--- STUDY TEXT Enclosed Below ---
The official German military archives reveal that when the war broke out, early on the morning of the invasion of Poland by Hitler the Chief of the General Staff of the Air Force, General Hans Jeschonnek, rang up the German Embassy in Moscow to say that in order to give his pilots navigational aid in the bombing of Poland, he would appreciate it if the Russian radio station at Minsk would continually identify itself. By afternoon Ambassador von der Schulenburg was able to inform Berlin that the Soviet government was “ prepared to meet your wishes”. The Russians agreed to introduce a station identification as often as possible in the programmes over their transmitter and they even extended the broadcasting time of the Minsk station by two hours so as to aid the German fliers late at night.
Mr. Matsuoka, the Japanese Foreign Minister, visited Moscow for the purpose of making an agreement with Stalin and at the end of the visit Stalin went to the railway station to see Matsuoka off. The official documents recount how Stalin went out of his way to show a remarkably friendly manner not only to the Japanese but also to the Germans. At the railroad station, Stalin publicly asked for Schulenburg. the German Ambassador, and threw his arms around his shoulders, saying -
We must remain friends and you must now do everything to that end.
– What was the date of that meeting?
– The date was 13th April, 1941. Somewhat later, Stalin turned to the acting Germany Military Attach6,
Colonel Krebs, first made sure that he was a German, and then said to him, “ We will remain friends with you - through thick and thin “.
We are asked to give special consideration to the Soviet leaders on the ground that they were our allies. I give consideration and honour to the common people of Russia and the common soldiers of Russia who legitimately fought with us, but I am not prepared to give any honour or any credit to the present Communist government of Russia which, if it had had its choice, would have preferred to be on the side of the Nazis and came over to our side only because it was forced to do so when Hitler himself turned on it. What are we to think of the fact that right up to the time when Hitler attacked Russia, Russia was religiously - if I may use that term - making deliveries of war materials which it had promised to assist its allies. On the morning when the German soldiers were waiting to go over the border, Russian trucks were going through them, taking vital war supplies from Russia to Germany. General Thomas, who was the official quartermaster for the German forces, pointed out that the Russians did not fall short in one delivery in the period until they were attacked, that everything that they promised was brought, and that Russia, as a final concession, not long before it was attacked by Hitler, informed Hitler that in future Russia would transport the war materials to Germany free of charge. This means that the oil from the Caucasus which powered the German aeroplanes bombing London was carried from Stalin’s oil wells to Germany, free of charge, as a special gift from people who now claim special consideration on the grounds that they were later our allies.
I distinguish between the Russian people and the Russian leaders. The present Russian leaders are the last people who ought to attempt to try others for war crimes. We have all heard of the bodies of thousands of Polish officers being unearthed in the forest of Katyn. No proper investigation has ever been made of how they were murdered, because the Soviet authorities refused to permit a proper investigation. In Russia’s attack on Estonia, which, like Latvia and Lithuania, had signed a nonaggression pact with Russia and had never at any time done anything against Russian interests, some 8 per cent, of the people of that little country lost their lives. I suggest, therefore, that if anybody is to be tried for war crimes it should be the present leaders of the Soviet system.
--- End of Enclosed STUDY TEXT ---
**INSTRUCTIONS**
[1] For each statement about the speech on Soviet-German wartime relations, answer yes or no, and quote the words of the speech that decide it. (a) The Russians extended the Minsk station's broadcasting time by two hours. (b) Stalin went to the airport to see Matsuoka off. (c) Russia told Hitler it would transport war materials to Germany free of charge.
[2] According to the speech on Soviet-German wartime relations, who telephoned the German Embassy in Moscow about the Minsk radio station?
[3] Please set down word for word the part of the speech on Soviet-German wartime relations that opens with the words containing "Mr. Matsuoka, the" and closes with "to that end.".
--- EXTRACTED INFORMATION Enclosed Below ---
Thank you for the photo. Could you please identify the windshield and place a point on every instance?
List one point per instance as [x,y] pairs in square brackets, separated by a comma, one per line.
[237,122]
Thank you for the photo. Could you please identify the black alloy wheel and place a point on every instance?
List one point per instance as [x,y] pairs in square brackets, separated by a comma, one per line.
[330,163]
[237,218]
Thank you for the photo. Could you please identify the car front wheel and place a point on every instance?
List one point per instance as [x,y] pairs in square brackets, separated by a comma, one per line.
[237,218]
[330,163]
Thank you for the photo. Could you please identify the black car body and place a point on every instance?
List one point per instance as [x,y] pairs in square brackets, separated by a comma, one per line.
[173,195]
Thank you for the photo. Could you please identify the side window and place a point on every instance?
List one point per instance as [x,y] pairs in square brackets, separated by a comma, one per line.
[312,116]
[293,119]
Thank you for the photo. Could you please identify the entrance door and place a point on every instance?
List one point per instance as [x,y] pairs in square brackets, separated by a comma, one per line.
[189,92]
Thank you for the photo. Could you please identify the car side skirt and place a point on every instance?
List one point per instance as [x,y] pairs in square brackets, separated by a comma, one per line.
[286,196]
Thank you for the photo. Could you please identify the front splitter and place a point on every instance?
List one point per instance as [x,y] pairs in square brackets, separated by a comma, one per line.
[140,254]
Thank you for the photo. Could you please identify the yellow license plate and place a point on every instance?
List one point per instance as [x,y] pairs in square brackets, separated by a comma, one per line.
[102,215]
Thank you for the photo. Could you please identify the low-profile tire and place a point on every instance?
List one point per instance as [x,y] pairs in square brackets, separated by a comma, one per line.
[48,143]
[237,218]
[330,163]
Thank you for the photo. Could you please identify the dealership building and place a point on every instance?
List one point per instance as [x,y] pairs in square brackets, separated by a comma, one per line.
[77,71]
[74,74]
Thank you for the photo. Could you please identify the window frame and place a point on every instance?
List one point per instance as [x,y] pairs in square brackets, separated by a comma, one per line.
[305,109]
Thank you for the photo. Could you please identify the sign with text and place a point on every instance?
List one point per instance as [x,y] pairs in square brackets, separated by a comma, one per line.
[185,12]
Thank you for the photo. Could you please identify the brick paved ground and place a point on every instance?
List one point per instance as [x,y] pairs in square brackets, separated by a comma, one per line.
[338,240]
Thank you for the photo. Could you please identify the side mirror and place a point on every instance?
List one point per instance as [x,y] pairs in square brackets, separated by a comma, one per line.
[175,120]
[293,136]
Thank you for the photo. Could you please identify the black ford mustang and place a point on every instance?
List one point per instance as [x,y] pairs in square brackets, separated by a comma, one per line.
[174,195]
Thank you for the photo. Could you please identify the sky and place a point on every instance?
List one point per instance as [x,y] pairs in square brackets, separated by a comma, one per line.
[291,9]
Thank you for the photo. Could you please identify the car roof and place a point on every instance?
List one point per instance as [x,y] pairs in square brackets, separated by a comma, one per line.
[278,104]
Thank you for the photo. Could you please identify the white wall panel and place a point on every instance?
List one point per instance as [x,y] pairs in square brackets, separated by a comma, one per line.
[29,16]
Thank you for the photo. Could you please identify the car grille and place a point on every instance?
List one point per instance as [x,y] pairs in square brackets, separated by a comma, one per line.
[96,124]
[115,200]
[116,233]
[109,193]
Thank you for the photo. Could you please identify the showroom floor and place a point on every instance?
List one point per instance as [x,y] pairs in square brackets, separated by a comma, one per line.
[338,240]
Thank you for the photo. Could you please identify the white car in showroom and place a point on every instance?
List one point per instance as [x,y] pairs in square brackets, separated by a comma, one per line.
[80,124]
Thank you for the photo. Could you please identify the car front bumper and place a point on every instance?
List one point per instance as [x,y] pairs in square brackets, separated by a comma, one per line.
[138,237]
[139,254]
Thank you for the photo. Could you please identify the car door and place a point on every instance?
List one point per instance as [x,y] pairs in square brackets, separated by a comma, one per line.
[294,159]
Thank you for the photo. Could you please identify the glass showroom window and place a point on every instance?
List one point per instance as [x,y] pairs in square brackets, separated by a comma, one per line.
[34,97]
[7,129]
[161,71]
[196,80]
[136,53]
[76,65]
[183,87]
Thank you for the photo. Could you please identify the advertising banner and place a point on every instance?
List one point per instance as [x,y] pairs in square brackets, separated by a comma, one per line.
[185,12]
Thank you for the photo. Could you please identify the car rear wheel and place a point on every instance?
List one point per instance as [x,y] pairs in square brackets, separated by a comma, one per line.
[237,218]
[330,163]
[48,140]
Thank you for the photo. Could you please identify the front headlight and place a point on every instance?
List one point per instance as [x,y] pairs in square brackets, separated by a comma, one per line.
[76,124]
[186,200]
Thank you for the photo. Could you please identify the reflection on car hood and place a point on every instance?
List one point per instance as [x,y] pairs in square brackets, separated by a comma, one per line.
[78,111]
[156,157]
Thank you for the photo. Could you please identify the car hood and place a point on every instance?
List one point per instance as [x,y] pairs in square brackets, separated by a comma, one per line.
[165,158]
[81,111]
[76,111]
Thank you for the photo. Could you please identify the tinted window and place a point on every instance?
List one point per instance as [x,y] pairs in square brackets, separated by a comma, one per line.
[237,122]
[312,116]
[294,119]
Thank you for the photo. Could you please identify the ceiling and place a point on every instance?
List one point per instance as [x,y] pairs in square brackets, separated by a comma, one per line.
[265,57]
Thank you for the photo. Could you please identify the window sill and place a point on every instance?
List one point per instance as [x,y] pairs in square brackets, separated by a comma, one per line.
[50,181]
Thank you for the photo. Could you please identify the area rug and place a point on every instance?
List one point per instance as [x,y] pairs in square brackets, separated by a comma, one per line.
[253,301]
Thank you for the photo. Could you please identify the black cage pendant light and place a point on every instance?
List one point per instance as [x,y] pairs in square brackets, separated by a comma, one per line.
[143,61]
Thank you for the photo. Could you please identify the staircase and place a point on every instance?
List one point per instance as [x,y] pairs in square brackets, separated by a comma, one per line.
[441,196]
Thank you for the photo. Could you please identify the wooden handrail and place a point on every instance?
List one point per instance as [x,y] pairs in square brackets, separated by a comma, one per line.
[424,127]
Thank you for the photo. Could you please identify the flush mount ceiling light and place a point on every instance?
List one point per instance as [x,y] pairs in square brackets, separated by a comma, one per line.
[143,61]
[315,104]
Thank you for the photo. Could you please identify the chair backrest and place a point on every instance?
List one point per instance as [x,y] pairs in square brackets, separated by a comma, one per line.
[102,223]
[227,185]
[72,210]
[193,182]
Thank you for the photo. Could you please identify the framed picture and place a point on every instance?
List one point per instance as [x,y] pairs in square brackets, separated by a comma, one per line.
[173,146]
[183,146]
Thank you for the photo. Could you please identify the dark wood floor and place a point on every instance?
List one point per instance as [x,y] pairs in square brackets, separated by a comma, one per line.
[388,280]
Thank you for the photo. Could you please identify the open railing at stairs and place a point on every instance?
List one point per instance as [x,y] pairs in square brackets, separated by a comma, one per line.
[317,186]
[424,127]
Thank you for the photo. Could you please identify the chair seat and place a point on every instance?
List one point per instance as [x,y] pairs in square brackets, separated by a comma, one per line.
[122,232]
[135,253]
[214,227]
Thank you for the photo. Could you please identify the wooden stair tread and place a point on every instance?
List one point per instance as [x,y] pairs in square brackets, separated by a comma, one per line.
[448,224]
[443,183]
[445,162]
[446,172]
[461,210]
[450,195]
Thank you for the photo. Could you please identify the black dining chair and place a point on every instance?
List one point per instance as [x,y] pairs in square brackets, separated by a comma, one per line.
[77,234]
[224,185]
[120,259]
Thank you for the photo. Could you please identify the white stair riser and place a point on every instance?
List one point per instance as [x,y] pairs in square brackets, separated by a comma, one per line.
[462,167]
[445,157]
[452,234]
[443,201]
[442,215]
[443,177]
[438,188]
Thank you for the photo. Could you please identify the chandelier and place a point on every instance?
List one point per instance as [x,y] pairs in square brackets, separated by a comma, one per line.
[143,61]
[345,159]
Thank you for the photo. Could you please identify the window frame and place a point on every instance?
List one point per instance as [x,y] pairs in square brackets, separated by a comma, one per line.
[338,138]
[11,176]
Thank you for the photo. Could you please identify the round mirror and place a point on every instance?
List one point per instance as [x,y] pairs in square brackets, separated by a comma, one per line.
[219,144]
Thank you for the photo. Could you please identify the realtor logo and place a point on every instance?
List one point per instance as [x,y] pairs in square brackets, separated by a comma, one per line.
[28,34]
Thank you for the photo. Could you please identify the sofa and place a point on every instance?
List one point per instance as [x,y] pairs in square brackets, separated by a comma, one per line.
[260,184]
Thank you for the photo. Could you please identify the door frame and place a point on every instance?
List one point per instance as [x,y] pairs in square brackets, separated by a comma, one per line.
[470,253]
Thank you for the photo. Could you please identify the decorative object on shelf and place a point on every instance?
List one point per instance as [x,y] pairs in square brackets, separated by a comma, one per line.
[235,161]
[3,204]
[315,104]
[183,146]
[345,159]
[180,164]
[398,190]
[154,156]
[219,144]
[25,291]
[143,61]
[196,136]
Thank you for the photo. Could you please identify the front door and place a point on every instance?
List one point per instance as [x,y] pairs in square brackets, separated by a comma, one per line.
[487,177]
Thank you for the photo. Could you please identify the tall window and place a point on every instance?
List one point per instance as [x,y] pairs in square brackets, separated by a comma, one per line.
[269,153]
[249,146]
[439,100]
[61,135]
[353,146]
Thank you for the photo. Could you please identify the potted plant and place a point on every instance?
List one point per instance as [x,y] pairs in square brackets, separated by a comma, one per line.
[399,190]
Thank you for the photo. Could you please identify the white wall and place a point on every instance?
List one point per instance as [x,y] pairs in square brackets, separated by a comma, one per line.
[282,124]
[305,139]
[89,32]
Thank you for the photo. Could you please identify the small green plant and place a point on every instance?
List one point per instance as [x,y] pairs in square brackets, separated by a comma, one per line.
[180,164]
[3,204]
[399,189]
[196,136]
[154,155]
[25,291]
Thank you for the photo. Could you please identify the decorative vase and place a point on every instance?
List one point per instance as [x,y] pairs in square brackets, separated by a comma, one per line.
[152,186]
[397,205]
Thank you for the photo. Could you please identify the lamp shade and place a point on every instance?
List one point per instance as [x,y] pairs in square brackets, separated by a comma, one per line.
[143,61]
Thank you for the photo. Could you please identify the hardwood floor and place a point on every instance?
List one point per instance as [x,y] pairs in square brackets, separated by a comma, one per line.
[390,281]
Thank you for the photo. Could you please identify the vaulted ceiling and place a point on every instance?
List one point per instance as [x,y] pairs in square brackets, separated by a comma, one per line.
--- End of Enclosed EXTRACTED INFORMATION ---
**ANSWERS BELOW**
[1]
(a) Yes: "they even extended the broadcasting time of the Minsk station by two hours"
(b) No: "Stalin went to the railway station to see Matsuoka off"
(c) Yes: "informed Hitler that in future Russia would transport the war materials to Germany free of charge"

[2] General Hans Jeschonnek, Chief of the General Staff of the Air Force.

[3]
Mr. Matsuoka, the Japanese Foreign Minister, visited Moscow for the purpose of making an agreement with Stalin and at the end of the visit Stalin went to the railway station to see Matsuoka off. The official documents recount how Stalin went out of his way to show a remarkably friendly manner not only to the Japanese but also to the Germans. At the railroad station, Stalin publicly asked for Schulenburg. the German Ambassador, and threw his arms around his shoulders, saying -
We must remain friends and you must now do everything to that end.